Directions
Copy out each of the records below line for line, leaving every word and number unchanged. Leave the pictures out of your answer.
§ §
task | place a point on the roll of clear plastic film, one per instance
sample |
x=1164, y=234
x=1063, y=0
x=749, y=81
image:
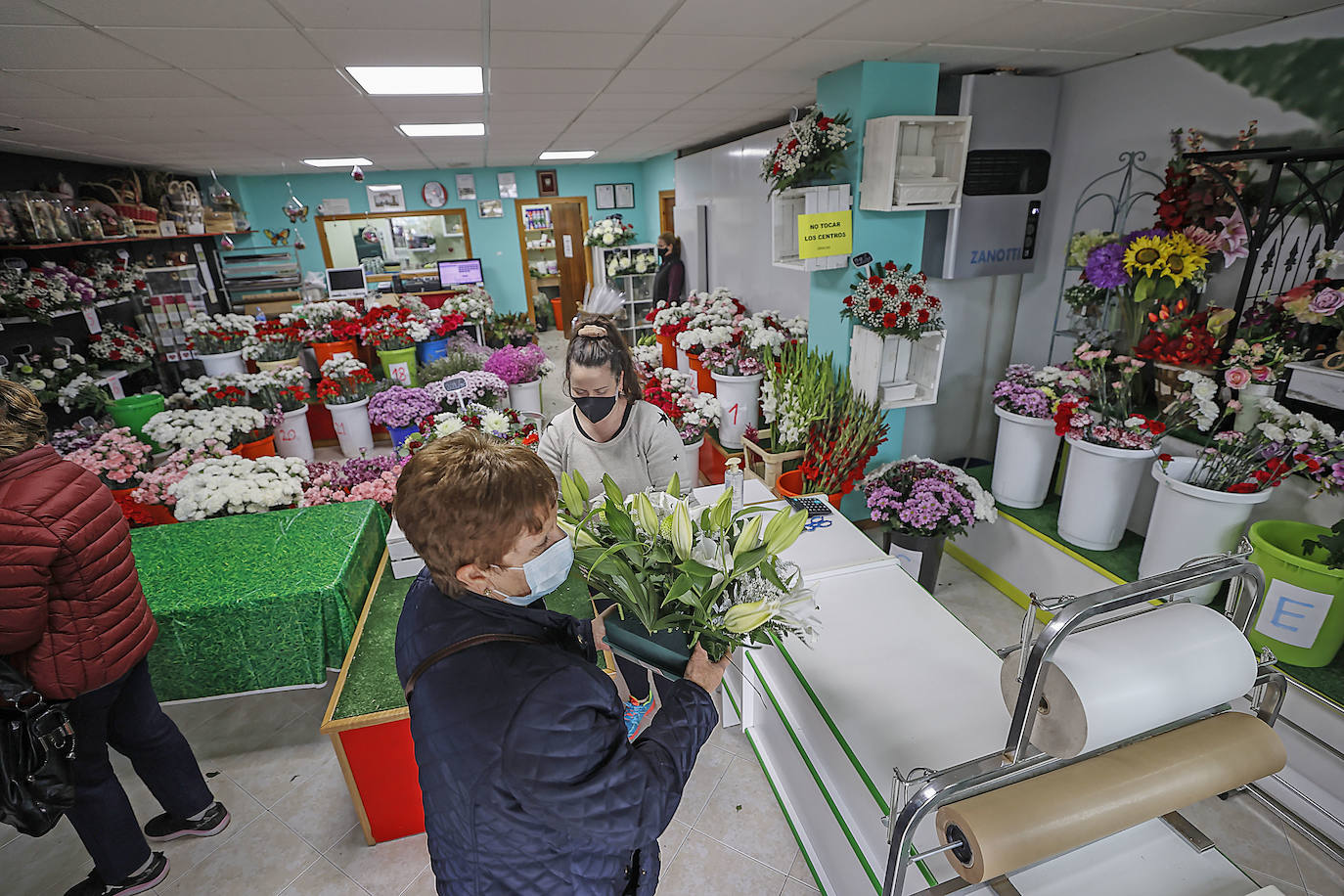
§ §
Correct result
task | place a point on the roll of clear plastic film, one per instance
sample |
x=1164, y=234
x=1063, y=0
x=749, y=81
image:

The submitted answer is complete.